*TEXT BLOCK*:
═══

Saturday, July 28, 2012


This is a very important area of Christian teaching. We must be able to answer the questions: What does God expect from me in my Christian life? How is it possible for me to live such a life?


A battery will only give light to a torch according to the power in it. A Christian can only live according to how God worked in conversion. Conversion is not only the action of a sinner in faith and repentance; but also the action of God. How do the following passages show God has changed the sinner? A Christian has died to sin (Romans 6:2). A Christian is one who is filled by the Spirit of Christ (Romans 8:9). A Christian is a new creation (2 Corinthians 5:17). A Christian has been raised us up with Christ (Ephesians 2:6). When someone objects that the doctrine of free justification will lead to sin (Romans 6:1), Paul reminds the objector of what has happened to every one who has been converted: he has been united to Christ (verses 2-11), and he has been made a slave of righteousness (verses 12-23). This is why all Christians are described as “saints” = Holy ones (Romans 1:7), and as those who have already been sanctified = set apart for God and His service (1 Corinthians 1:30, 6:11, 1 Peter 1:2). We begin our Christian lives empowered by the Spirit and the power of sin over us broken. So God has given us all needed resources at conversion.


At the end of our Christian lives what should we be like? In life we have goals for all we do. The great goal for the Christian is not wealth, health and long-life, high education, marriage and children. But -
  1. To be like God in holiness (Matthew 5:48, 1 Peter 1:15-16, 1 John 2:29). God chose us with the purpose to make us holy and blameless (Ephesians 1:4). Christ loved us and died for us for the same purpose (Ephesians 5:25-27). We must pattern our lives on how God has revealed Himself in the Bible, for example, in kindness, tenderheartedness, forgiveness (Ephesians 4:32-5:1).

═══

*AVAILABLE DATA*:
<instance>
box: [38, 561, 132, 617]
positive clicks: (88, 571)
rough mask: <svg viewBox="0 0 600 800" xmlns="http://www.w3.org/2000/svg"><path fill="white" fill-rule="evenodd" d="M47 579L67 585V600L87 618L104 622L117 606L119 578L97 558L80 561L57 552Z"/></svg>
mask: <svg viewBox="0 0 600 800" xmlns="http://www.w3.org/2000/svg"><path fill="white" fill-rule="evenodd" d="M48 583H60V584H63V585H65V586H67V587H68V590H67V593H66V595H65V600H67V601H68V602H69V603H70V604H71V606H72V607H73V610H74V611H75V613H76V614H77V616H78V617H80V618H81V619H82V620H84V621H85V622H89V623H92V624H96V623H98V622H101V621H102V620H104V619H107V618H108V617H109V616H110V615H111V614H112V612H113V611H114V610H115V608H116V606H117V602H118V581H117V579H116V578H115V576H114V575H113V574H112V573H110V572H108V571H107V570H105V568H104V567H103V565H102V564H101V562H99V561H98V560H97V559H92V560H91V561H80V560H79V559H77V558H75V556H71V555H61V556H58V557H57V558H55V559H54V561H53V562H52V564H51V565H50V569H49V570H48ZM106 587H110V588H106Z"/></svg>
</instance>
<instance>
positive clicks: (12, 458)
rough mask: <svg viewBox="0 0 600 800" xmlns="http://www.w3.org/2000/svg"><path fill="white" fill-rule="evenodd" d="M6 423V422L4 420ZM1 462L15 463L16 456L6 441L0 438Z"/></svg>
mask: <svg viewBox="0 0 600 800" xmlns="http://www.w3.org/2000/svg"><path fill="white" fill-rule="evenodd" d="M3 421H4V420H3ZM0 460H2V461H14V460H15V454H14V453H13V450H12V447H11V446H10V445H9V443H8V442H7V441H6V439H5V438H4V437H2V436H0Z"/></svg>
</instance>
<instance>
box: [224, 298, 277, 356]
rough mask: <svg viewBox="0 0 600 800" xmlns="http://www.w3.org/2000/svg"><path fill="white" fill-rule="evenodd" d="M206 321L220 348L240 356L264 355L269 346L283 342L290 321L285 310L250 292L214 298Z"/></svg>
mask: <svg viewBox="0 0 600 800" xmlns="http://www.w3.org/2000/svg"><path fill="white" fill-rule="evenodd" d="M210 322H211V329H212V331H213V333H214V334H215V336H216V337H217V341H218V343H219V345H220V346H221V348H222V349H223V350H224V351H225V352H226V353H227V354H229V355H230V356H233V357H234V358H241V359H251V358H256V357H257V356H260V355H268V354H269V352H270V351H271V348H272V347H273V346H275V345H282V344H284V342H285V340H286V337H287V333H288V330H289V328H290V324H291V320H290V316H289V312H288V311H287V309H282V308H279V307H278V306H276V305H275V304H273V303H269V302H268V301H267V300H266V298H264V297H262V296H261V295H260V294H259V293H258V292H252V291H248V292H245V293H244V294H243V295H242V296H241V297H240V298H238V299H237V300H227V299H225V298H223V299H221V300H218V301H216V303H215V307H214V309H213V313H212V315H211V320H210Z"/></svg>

═══

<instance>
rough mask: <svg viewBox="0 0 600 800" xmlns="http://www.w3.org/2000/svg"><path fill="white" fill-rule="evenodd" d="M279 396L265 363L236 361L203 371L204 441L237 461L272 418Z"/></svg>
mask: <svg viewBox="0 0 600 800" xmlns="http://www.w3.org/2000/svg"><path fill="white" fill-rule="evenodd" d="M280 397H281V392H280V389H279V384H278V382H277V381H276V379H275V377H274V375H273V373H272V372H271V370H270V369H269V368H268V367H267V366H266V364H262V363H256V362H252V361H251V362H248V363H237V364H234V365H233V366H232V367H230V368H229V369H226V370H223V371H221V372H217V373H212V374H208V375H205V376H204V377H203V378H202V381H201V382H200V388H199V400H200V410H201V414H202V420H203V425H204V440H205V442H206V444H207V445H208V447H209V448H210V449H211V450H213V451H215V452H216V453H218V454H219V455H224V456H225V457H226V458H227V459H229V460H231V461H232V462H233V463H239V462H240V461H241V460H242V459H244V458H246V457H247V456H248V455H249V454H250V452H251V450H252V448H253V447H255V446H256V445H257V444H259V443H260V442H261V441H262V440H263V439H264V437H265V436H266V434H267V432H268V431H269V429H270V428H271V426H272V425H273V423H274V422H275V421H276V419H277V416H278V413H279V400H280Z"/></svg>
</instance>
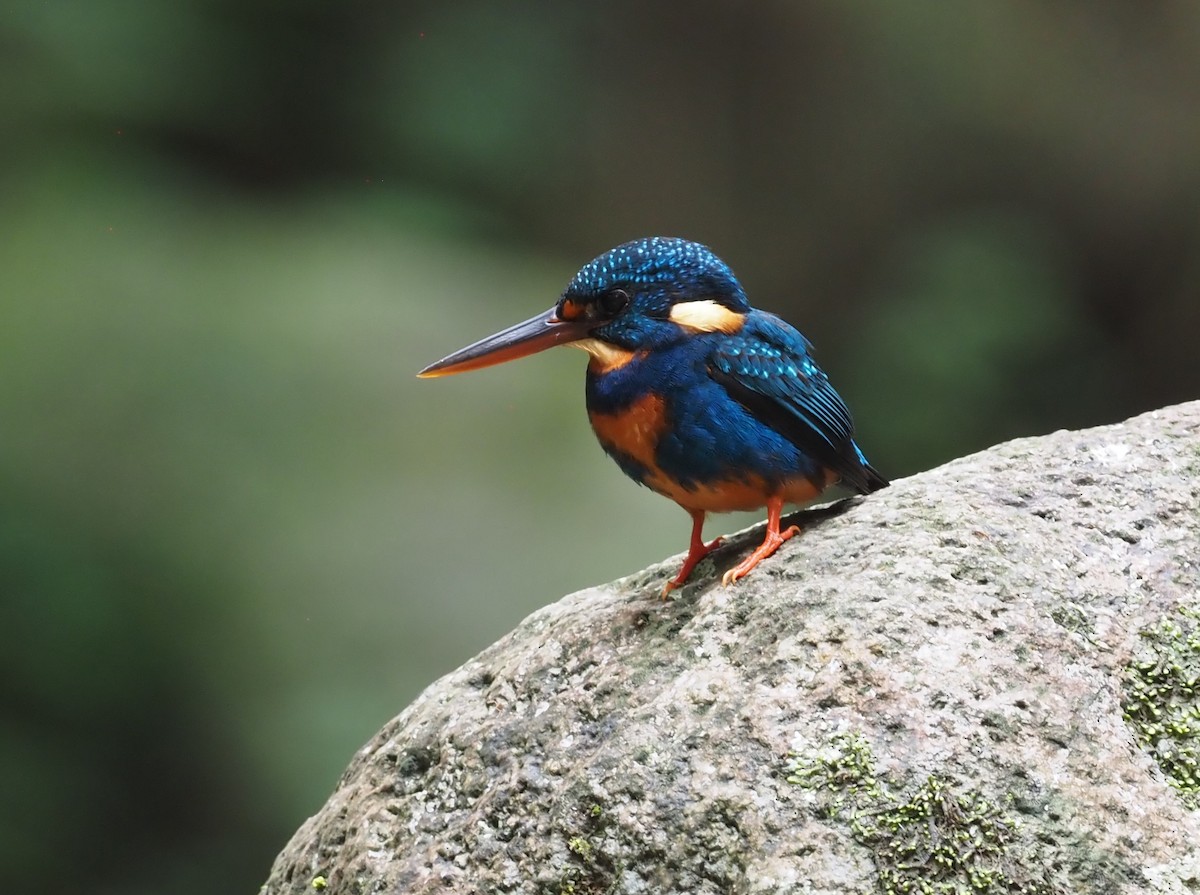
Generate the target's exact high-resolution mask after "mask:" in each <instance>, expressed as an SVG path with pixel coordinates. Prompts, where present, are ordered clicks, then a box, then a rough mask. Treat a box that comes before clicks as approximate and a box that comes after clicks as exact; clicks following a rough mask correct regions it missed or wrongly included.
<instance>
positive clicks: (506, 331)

═══

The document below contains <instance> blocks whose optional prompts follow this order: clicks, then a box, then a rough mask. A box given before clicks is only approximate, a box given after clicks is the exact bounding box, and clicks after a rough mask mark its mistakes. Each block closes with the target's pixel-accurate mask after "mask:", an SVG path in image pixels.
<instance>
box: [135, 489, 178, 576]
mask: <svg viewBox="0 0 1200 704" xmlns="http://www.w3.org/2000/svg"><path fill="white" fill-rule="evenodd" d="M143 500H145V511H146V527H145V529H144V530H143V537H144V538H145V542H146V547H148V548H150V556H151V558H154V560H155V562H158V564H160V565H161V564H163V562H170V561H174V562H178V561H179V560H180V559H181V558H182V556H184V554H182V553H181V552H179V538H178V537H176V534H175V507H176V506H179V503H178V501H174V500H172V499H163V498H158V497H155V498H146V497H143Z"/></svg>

═══

*TASK*:
Can you repeat verbatim the part of the text on Christian living between "Saturday, July 28, 2012" and "such a life?", inclusive?

*EXERCISE SOLUTION*:
Saturday, July 28, 2012


This is a very important area of Christian teaching. We must be able to answer the questions: What does God expect from me in my Christian life? How is it possible for me to live such a life?